━━ STUDY MATERIAL

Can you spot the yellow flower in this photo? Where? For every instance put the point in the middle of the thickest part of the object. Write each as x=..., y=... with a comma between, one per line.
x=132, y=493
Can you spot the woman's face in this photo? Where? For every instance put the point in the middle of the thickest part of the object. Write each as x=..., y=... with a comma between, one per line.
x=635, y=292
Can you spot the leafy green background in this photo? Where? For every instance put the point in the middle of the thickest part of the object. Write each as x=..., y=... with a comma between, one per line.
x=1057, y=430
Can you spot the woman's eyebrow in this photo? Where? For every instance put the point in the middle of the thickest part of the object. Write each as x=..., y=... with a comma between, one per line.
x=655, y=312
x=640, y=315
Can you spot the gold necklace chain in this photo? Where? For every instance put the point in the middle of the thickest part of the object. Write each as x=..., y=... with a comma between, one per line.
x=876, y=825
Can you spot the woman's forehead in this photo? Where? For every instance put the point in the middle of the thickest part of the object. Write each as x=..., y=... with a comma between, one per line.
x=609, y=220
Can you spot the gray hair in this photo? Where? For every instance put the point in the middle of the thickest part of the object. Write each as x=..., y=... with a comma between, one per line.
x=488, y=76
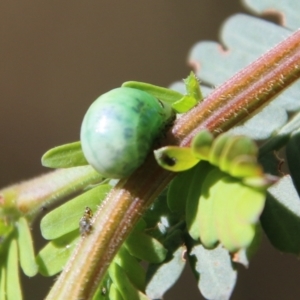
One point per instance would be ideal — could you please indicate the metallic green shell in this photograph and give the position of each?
(119, 129)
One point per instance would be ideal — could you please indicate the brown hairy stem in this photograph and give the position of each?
(234, 101)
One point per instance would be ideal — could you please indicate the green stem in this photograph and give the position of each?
(234, 101)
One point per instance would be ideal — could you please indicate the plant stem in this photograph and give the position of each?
(234, 101)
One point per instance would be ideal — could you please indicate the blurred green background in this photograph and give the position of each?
(56, 57)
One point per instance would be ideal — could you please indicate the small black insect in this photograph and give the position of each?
(85, 223)
(170, 161)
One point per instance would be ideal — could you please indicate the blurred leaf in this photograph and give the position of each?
(158, 92)
(123, 284)
(184, 104)
(228, 211)
(287, 9)
(244, 255)
(175, 159)
(135, 272)
(66, 217)
(145, 247)
(13, 286)
(3, 283)
(244, 39)
(281, 216)
(165, 275)
(64, 156)
(53, 257)
(26, 251)
(217, 275)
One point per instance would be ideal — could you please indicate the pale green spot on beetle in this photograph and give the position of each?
(121, 126)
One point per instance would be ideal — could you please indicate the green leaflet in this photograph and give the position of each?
(3, 283)
(175, 158)
(193, 194)
(123, 284)
(184, 104)
(26, 251)
(114, 293)
(145, 247)
(202, 143)
(228, 211)
(192, 87)
(281, 216)
(180, 103)
(65, 218)
(64, 156)
(158, 92)
(13, 286)
(293, 158)
(217, 277)
(53, 257)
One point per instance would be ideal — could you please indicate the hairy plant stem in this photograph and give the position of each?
(234, 101)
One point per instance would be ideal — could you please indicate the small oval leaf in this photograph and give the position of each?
(64, 156)
(65, 218)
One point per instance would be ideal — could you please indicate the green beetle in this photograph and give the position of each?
(120, 128)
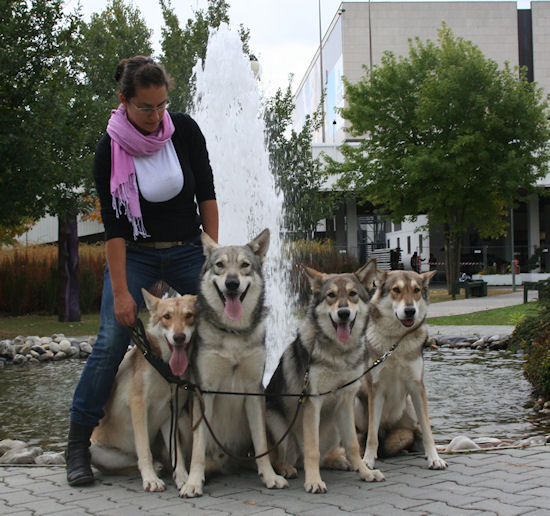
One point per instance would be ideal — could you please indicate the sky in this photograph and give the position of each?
(284, 34)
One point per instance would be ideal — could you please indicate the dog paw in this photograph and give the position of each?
(180, 478)
(287, 471)
(275, 482)
(371, 475)
(369, 460)
(191, 490)
(437, 463)
(153, 484)
(315, 487)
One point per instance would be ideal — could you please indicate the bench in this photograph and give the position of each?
(476, 288)
(531, 285)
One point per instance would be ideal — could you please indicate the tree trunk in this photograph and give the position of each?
(68, 295)
(452, 259)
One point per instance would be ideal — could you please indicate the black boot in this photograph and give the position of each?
(79, 471)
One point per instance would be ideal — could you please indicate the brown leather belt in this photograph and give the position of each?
(160, 245)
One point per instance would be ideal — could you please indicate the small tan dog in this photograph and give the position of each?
(393, 394)
(139, 406)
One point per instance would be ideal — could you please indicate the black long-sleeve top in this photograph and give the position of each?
(168, 221)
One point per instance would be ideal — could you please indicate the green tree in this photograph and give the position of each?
(297, 174)
(448, 134)
(37, 92)
(183, 47)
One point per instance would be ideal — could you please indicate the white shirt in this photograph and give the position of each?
(159, 176)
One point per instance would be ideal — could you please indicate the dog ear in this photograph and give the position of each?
(367, 273)
(207, 243)
(426, 277)
(150, 300)
(260, 244)
(315, 278)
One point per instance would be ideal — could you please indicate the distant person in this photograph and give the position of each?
(151, 169)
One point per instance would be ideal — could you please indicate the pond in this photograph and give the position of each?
(473, 393)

━━━━

▸ YOUR TASK
Output each record exactly as it appears, but not the pictures.

▸ ANSWER TO THE EXERCISE
Can you spot the yellow flower in this photo? Where? For every instance put the point in the middle of the thickest part of the object. Write each as x=..., y=... with a comma between, one per line.
x=132, y=493
Can you spot the woman's face in this photo? Where? For every instance put the point in the middle of the thickest part of the object. Write each as x=..., y=... with a comma between, one per line.
x=635, y=292
Can you spot the leafy green background in this photo? Where? For every instance put the point in the middle of the thickest part of the object. Write each as x=..., y=... with a comma between, one per line.
x=1057, y=430
Can you spot the woman's eyebrow in this photo? Where? For every instance put the point in the middle of the thickest part of the object. Write each as x=..., y=... with a comma between, one per line.
x=655, y=312
x=640, y=315
Can you spot the gold necklace chain in this photo? Where? For every instance put the point in the middle of the thickest part of the object. Write each as x=..., y=... with a comma between, one per line.
x=876, y=825
Can you spot the woman's forehead in this photo? Where? For every instance put the point in the middle of the thickest part of the object. Write each as x=..., y=... with a comma between, one per line.
x=609, y=220
Can you spot the gray hair in this photo? Where? For every instance put the point in the middle of the thickest part of the object. Write each as x=..., y=... with a comma between, one per line.
x=488, y=76
One point per instance would be ideal — could you please indicate the metallic green shell in this photograph and give the position of each?
(119, 129)
One point per instance would be ideal — could you please indicate the brown hairy stem in this photograph and give the position of each?
(234, 101)
One point per instance would be ideal — could you please indicate the green stem in this photograph and give the position of each?
(234, 101)
One point per instance would be ideal — could you please indicate the plant stem in this photograph and give the position of each?
(234, 101)
One point per instance would be ideal — could you please indicate the blurred green background in this photograph and give the position of each?
(56, 57)
One point per instance would be ideal — could you please indicate the small black insect in this photograph and give the position of each?
(85, 223)
(170, 161)
One point per instance would be ideal — could you please indicate the blurred leaf in this photograph and give the position of each?
(158, 92)
(123, 284)
(184, 104)
(228, 211)
(287, 9)
(244, 255)
(175, 159)
(135, 272)
(66, 217)
(145, 247)
(13, 286)
(3, 283)
(244, 39)
(281, 216)
(165, 275)
(64, 156)
(53, 257)
(26, 251)
(217, 275)
One point per instance would be ideal — could you please indicate the pale green spot on beetle in this photograph and give the position of each?
(121, 126)
One point per instance would be ideal — could you please indicate the green leaflet in this photograph and give the position of each?
(3, 283)
(175, 158)
(193, 194)
(123, 284)
(184, 104)
(26, 251)
(114, 293)
(145, 247)
(202, 143)
(228, 211)
(192, 87)
(281, 216)
(180, 103)
(65, 218)
(64, 156)
(158, 92)
(13, 286)
(293, 158)
(217, 277)
(53, 257)
One point per instance would be ideal — could you please indicate the hairy plant stem in this photograph and give the position of each?
(234, 101)
One point per instance would be ideal — could you please indicate the small oval leaf in this photograph and give the position of each?
(64, 156)
(65, 218)
One point per instance would be ideal — could you please indicate the green beetle in this photograph and give the position of each?
(120, 128)
One point per instance would be ideal — could you please indicate the sky in this photograph and give the position of each?
(284, 34)
One point per instance would be ideal — could you please indicate the dog paw in this photograph and give the position of each?
(180, 478)
(287, 471)
(275, 482)
(371, 475)
(369, 460)
(191, 490)
(437, 463)
(153, 484)
(315, 487)
One point per instance would be ideal — could you please indicate the bench in this photograph and give the position of each?
(476, 288)
(531, 285)
One point per instance would be ideal — could you please indicate the tree trunk in this photograph and give the position of each?
(68, 295)
(452, 259)
One point per instance would be ideal — could you please indicate the black boot in this photograph and give the position of each?
(79, 471)
One point per instance would be ideal — could you please indicate the brown leather belt in this photograph and give the position of each?
(160, 245)
One point per instance would be ideal — could you please indicate the small tan dog in this photograph and give the position of each?
(393, 394)
(139, 406)
One point per instance would be ideal — could you please indicate the black long-sleeve top in this photograph and give the position of each?
(168, 221)
One point per instance would be ideal — could you please indicate the green tree in this photograph and give the position of each?
(297, 174)
(448, 134)
(37, 92)
(183, 47)
One point per instance would be ideal — could you please indicate the white shirt in this photograph and give the position of each?
(159, 176)
One point per instance would be ideal — could you please indicate the dog ear in this photograph and give the position of each?
(367, 273)
(207, 243)
(426, 277)
(150, 300)
(260, 244)
(315, 278)
One point per instance would be ideal — could you please indicate the distant person in this photograph and give the position of each?
(151, 169)
One point per instance would be ideal — could you please indicate the pond in this photograph and give the position of each?
(473, 393)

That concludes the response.